### Written task:
Please revise the rows below, swapping "set a pin" for "place a marker" wherever it occurs and leaving everything else unchanged.

### Task inputs:
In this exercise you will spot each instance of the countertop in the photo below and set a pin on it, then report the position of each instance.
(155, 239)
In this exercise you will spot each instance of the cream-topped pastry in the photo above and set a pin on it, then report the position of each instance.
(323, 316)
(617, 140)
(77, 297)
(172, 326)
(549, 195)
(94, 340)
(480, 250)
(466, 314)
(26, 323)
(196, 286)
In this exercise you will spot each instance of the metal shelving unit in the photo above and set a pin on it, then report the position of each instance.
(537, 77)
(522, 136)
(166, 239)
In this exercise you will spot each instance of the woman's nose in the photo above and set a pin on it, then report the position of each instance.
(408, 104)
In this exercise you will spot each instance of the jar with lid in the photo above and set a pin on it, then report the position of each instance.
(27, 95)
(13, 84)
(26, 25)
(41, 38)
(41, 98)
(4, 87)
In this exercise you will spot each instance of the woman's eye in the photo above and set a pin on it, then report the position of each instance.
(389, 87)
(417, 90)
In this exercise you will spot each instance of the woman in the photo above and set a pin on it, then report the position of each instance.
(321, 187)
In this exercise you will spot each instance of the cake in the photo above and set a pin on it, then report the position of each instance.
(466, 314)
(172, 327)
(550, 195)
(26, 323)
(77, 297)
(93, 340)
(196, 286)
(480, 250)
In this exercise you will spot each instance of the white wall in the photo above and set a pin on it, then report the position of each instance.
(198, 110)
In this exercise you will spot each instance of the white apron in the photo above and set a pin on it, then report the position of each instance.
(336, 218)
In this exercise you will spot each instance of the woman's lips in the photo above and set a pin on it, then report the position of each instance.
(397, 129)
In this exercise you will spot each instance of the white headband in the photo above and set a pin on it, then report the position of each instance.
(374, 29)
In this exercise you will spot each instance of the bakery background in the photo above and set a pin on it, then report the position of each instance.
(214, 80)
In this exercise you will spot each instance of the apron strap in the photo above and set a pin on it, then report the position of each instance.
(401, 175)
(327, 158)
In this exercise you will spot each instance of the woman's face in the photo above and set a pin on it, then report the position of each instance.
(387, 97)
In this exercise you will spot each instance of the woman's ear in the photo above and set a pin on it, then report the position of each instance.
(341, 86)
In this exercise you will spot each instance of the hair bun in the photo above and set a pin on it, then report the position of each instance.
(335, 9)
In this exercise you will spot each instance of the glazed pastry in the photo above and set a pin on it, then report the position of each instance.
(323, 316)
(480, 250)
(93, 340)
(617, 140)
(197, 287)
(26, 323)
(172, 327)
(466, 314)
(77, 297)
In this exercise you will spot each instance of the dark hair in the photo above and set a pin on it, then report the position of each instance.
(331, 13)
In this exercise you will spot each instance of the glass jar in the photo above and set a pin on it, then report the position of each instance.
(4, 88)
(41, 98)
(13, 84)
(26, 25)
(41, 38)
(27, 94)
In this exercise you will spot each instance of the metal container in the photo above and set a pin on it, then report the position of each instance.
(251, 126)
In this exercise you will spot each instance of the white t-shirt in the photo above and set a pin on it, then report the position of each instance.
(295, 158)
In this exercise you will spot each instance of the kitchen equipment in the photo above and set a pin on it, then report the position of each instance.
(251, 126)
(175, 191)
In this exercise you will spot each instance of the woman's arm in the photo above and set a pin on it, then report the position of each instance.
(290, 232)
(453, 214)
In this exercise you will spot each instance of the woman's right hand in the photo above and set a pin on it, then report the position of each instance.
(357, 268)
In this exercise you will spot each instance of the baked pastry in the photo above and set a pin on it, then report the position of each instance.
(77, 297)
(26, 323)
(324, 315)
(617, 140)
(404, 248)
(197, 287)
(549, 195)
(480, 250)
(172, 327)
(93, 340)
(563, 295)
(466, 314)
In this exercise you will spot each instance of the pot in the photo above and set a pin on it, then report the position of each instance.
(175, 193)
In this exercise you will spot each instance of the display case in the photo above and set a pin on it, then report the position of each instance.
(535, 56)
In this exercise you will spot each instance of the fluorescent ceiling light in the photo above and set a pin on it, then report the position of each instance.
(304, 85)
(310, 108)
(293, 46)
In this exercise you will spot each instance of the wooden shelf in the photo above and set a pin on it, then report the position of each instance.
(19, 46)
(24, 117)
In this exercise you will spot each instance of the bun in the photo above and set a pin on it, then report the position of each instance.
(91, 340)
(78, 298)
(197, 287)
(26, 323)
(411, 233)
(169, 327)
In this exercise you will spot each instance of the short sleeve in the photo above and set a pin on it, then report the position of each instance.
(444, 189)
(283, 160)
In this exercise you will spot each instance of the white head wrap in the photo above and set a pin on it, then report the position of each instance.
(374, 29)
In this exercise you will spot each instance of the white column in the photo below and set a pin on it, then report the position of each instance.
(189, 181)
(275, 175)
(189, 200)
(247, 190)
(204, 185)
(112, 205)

### Completed task:
In this exercise you will spot each instance of the countertop in the photo below and place a marker on it, then report the position of each instance.
(155, 239)
In this exercise you will spot each instance of the cream-topped pastry in the photo above and place a marker on it, then report the position of each instance.
(323, 316)
(617, 140)
(77, 297)
(172, 326)
(549, 195)
(94, 340)
(480, 250)
(466, 314)
(26, 323)
(196, 286)
In this exercise you will spot each instance of the metal shelving unit in the photo above and place a marker on it, then report the position of each instance.
(537, 77)
(522, 136)
(166, 239)
In this exercise you will spot each instance of the woman's nose in the photo above and place a marker on it, then report the position of each instance.
(408, 104)
In this exercise you will spot each instance of the jar with lid in the photo above and place a marker on it, then report the position of each instance.
(27, 95)
(13, 84)
(26, 25)
(41, 38)
(41, 98)
(4, 87)
In this exercise you will spot each instance of the woman's eye in the photo above and place a marker on it, then report the position of each instance.
(389, 87)
(417, 90)
In this exercise you will spot each instance of the woman in the photo above and place a marker on it, then report the position of each instance.
(321, 187)
In this exercise you will spot each instance of the cake in the photo above and place a marker on it, then report the position of each instance.
(466, 314)
(172, 327)
(550, 195)
(26, 323)
(77, 297)
(93, 340)
(196, 286)
(480, 250)
In this exercise you will spot each instance of the white wall in the photo above and place a marker on it, then report the position of each instance.
(198, 110)
In this exercise you will spot each instance of the white apron in the photo above and place a marker on it, then report the position of each instance.
(336, 218)
In this exercise you will spot each instance of the woman's lips in the photo above and place a marker on it, then report the position of each instance.
(397, 129)
In this exercise you will spot each instance of the white headband in the photo above and place a marker on it, then report the position of each instance.
(374, 29)
In this exercise you will spot each instance of the bakery background in the photo above and place a marker on it, then report the position of each instance.
(214, 80)
In this exercise you will spot each instance of the apron strap in the photo above and place a marker on it, then report the position of each instance.
(401, 175)
(327, 158)
In this exercise you will spot each instance of the woman's face in the photo above and place a marker on it, then report the position of each instance.
(387, 97)
In this exercise you will spot each instance of the woman's ear in the photo above and place a marker on it, then report the position of each instance.
(341, 86)
In this exercise you will spot each instance of the hair bun in the photo above and place a marker on it, then report the position of each instance.
(335, 9)
In this exercise you will spot each instance of the glazed pastry in the photo above and place a marker on it, then report the position of each instance.
(323, 316)
(480, 250)
(93, 340)
(617, 140)
(197, 287)
(26, 323)
(172, 327)
(466, 314)
(77, 297)
In this exercise you will spot each instance of the dark hair in the photo above and place a marker on it, then report the position of each instance.
(331, 13)
In this exercise you will spot each instance of the glass jar in the photo above and place a marker on it, then report the position of each instance.
(4, 88)
(41, 98)
(13, 84)
(26, 25)
(41, 38)
(27, 94)
In this exercise you will spot each instance of the metal container in the photo above and place a marker on it, then report the position of each instance.
(251, 126)
In this exercise you will spot each instance of the white t-shirt in the photo above and place a marker on it, then report the position of each instance.
(295, 158)
In this exercise you will spot each instance of the kitchen equipment in the photo above and place a marker on it, then report the position of each instance.
(251, 126)
(175, 191)
In this exercise you will spot each instance of the woman's arm in the photo above and place a marker on it, then report the position of each instance.
(290, 232)
(453, 214)
In this exercise you will spot each instance of the woman's right hand in the photo above and place a marker on it, then report the position of each instance.
(357, 268)
In this exercise you will spot each instance of the baked pastry in the photo above and place a marker on it, then report the position of each instance.
(77, 297)
(26, 323)
(324, 315)
(617, 140)
(404, 248)
(197, 287)
(549, 195)
(480, 250)
(172, 327)
(93, 340)
(563, 295)
(466, 314)
In this exercise you will spot each instance of the pot in the photo above and place a marker on it, then report the position of each instance.
(175, 193)
In this exercise you will spot each instance of the display case in the photo above and place a marker on it, then report the position of each instance.
(535, 56)
In this exercise you will spot each instance of the fluorescent ceiling light in the photo above and place a marker on it, then report the position of each instance.
(304, 85)
(310, 108)
(293, 46)
In this exercise you will spot each instance of the wooden shelf in the photo above and place a marker on it, then report the position of each instance.
(19, 46)
(24, 117)
In this exercise you will spot each instance of the bun in the photo above and place a marker on it, then report the position of each instance.
(91, 340)
(78, 298)
(197, 287)
(26, 323)
(411, 233)
(169, 327)
In this exercise you will spot each instance of the short sleeve in the photo above and place a marker on it, then report the position of each instance.
(444, 189)
(283, 160)
In this exercise you will spot each instance of the white head wrap in the photo above and place a marker on it, then report the position of each instance.
(374, 29)
In this exercise you will spot each instance of the white column in the photo below and place a marker on it, then report the position of each instance.
(189, 181)
(275, 175)
(189, 200)
(247, 190)
(204, 185)
(112, 205)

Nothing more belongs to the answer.